** start TEXT BLOCK **

On the other hand, while I haven't used it for /, dipping my toes in bcachefs with recoverable data has been a pleasant experience. Compression, encryption, checksumming, deduplication, easy filesystem resizing, SSD acceleration, ease of adding devices… it's good to have it all in one place.
That's not really true: it's deployed across a wide variety of workloads. Not databases, obviously, but reliability concerns have nothing to do with that.
My point isn't "they use it, it must be good": that's silly. My point is that they employ multiple full time engineers dedicated to finding and fixing the bugs in upstream Linux, and because of that, BTRFS is more well tested in practice than anything else out there today.
It doesn't matter how well thought out or "elegant" bcachefs or ZFS are: they don't have a team of full time engineers with access to thousands upon thousands of machines running the filesystem actively fixing bugs. That's what actually matters.
> Compression, encryption, checksumming, deduplication, easy filesystem resizing, SSD acceleration, ease of adding devices... it's good to have it all in one place.
BTRFS does all of that today.
ZFS has corruption bugs, this one was far worse than anything I've seen in btrfs recently: https://lists.freebsd.org/archives/freebsd-stable/2023-Novem...
I have both bcachefs and ext4 filesystems on the same machine, for different uses.

** end TEXT BLOCK **

TASK LIST:
1. In the filesystem discussion, which two filesystems does the writer keep on the same machine?
2. Copy word for word the stretch of the filesystem discussion that begins with "It doesn't matter" and stops after "for different uses.".

** start INFORMATION SUPPLIED **

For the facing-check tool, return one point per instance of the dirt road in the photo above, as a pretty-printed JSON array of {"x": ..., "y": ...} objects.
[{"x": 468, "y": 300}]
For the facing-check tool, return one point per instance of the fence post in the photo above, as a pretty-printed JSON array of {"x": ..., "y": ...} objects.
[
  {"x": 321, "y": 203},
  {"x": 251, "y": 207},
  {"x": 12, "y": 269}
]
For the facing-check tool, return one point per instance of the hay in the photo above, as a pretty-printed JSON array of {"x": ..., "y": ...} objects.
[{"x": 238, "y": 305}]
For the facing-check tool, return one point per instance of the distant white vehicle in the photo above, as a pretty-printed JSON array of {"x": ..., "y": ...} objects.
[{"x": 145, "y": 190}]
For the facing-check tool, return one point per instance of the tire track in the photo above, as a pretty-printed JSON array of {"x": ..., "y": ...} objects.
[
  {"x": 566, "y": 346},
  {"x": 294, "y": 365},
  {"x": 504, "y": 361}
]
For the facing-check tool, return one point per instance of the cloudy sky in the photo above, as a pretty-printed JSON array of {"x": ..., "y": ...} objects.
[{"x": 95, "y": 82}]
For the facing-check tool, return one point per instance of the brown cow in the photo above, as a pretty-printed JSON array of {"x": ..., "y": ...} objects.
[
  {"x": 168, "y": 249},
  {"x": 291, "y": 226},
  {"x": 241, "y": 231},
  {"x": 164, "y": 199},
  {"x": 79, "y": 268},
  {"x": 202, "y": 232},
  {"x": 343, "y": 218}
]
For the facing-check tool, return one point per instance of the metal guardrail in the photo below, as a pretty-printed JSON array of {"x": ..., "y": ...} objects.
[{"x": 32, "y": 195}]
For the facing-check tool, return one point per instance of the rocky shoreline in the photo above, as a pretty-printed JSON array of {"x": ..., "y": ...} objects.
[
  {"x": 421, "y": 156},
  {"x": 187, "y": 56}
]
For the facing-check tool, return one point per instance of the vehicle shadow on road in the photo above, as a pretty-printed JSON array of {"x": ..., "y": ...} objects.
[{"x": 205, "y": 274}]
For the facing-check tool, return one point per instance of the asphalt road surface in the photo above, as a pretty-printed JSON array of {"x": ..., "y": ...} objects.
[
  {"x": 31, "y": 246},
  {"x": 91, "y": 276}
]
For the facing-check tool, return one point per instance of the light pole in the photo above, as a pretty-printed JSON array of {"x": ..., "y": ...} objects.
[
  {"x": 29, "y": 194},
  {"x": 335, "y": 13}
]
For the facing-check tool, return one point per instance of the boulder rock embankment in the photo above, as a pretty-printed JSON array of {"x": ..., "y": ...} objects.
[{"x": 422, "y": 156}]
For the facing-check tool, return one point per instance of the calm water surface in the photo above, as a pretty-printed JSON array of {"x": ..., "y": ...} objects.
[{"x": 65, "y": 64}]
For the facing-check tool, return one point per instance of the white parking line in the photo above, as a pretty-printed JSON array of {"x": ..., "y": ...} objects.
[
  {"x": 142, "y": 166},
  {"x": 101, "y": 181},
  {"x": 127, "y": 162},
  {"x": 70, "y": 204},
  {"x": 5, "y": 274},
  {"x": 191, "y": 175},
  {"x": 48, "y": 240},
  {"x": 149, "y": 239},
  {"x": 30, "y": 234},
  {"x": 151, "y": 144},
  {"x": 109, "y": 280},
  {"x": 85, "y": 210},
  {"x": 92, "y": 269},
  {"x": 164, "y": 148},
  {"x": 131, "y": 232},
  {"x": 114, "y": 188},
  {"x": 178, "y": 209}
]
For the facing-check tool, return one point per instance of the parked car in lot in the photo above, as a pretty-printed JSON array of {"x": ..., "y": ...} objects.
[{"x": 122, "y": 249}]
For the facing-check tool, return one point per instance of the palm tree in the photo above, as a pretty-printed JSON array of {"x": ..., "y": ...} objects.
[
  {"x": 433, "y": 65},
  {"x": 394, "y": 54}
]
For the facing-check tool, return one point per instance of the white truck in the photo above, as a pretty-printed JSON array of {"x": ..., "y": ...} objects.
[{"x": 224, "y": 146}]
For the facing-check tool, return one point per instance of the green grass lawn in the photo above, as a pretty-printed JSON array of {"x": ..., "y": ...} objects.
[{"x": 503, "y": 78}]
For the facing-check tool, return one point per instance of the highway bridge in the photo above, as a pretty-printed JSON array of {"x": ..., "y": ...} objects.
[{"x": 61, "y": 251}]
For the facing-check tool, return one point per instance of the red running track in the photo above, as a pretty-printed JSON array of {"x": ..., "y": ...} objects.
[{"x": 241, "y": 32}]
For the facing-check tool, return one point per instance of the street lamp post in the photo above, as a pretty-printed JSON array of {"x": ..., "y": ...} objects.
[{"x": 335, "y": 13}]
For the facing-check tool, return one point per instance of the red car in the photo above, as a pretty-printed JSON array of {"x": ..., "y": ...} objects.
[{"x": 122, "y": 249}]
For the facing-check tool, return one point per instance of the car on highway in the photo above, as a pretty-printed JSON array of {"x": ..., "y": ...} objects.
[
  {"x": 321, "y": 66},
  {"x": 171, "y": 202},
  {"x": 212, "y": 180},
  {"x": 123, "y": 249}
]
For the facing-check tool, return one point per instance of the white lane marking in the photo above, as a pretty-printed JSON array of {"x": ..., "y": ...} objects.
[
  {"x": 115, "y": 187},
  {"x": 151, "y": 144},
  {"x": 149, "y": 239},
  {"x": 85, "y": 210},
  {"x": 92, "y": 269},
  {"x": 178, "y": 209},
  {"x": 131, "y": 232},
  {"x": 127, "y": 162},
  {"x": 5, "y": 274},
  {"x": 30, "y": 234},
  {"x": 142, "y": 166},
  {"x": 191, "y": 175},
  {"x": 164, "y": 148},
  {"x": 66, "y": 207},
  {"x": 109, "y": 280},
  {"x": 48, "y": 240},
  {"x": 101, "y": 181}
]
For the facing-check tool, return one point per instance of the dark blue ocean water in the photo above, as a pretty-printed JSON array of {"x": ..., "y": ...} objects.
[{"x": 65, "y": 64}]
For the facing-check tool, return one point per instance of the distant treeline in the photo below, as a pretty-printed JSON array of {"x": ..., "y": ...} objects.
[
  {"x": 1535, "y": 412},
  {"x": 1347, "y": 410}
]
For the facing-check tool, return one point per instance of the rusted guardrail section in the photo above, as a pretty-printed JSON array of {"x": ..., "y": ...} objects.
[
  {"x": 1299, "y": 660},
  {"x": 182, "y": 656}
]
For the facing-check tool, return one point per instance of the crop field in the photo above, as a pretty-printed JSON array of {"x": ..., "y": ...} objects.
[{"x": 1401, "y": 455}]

** end INFORMATION SUPPLIED **

RESULTS:
1. bcachefs and ext4

2.
It doesn't matter how well thought out or "elegant" bcachefs or ZFS are: they don't have a team of full time engineers with access to thousands upon thousands of machines running the filesystem actively fixing bugs. That's what actually matters.
> Compression, encryption, checksumming, deduplication, easy filesystem resizing, SSD acceleration, ease of adding devices... it's good to have it all in one place.
BTRFS does all of that today.
ZFS has corruption bugs, this one was far worse than anything I've seen in btrfs recently: https://lists.freebsd.org/archives/freebsd-stable/2023-Novem...
I have both bcachefs and ext4 filesystems on the same machine, for different uses.